SET EXERCISE: Put the entries below into a two-column CSV with the header columns "instruction" and "coordinates", one row per entry. Each field goes in double quotes with line breaks replaced by spaces, and the pictures are left out.
▽
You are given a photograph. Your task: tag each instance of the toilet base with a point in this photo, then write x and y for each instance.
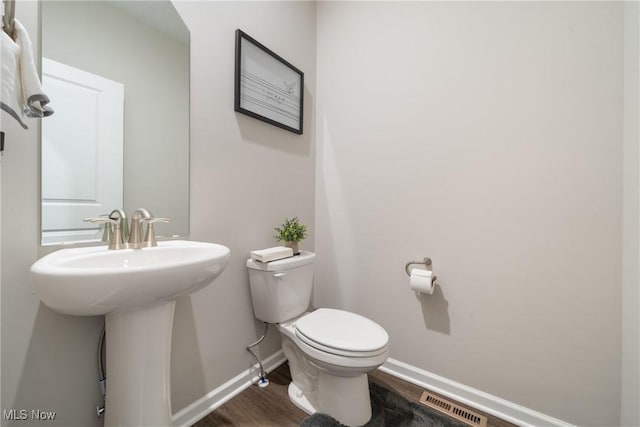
(345, 398)
(352, 411)
(297, 397)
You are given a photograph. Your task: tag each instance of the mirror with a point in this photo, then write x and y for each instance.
(117, 74)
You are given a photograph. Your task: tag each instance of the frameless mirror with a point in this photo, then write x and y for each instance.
(117, 74)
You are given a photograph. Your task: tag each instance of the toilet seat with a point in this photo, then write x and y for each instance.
(342, 333)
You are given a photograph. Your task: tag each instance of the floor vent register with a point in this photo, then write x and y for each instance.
(451, 409)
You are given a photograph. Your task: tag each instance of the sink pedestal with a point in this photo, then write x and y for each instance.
(138, 366)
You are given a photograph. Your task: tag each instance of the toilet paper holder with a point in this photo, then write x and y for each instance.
(427, 263)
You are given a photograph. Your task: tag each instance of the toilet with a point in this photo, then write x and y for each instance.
(330, 351)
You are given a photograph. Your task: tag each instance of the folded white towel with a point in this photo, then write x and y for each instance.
(272, 254)
(21, 93)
△
ANSWER TO THIS PROBLEM:
instruction,coordinates
"You are given a photograph. Your task: tag each instance of the toilet base with a point in this photo, then write x and y for each instance.","(345, 398) (352, 411) (297, 397)"
"You are given a photograph. Your task: tag each instance of the mirror with a point in this photo, then write x and y for each instance.","(117, 74)"
"You are given a photograph. Your task: tag each instance of the frameless mirror with a point in this photo, then write x and y for each instance.","(117, 74)"
"You are given a photograph. Your task: tag each instance of the toilet seat with a point in this photo, then write x and y for each instance.","(342, 333)"
"You are given a photograph. Your task: tag each instance of the floor vent register with a point in this photo, then write x and y for each instance.","(451, 409)"
"You are given a photograph. Your task: tag each instance of the sink pedestal with a point in this photo, then write x and y for each instance.","(138, 366)"
"You are given a photograph. Your task: tag each instance of the toilet paper holder with a point in this photo, then write x and y for each instance.","(427, 263)"
"You are given a photograph. Your task: tag each instance of the toilet with a point in this photo, then write x and y for each instance.","(330, 351)"
"You are given a photograph. Your task: tag each instance of the folded white towel with a point in this photo, then write x and y for each instance.","(272, 254) (21, 93)"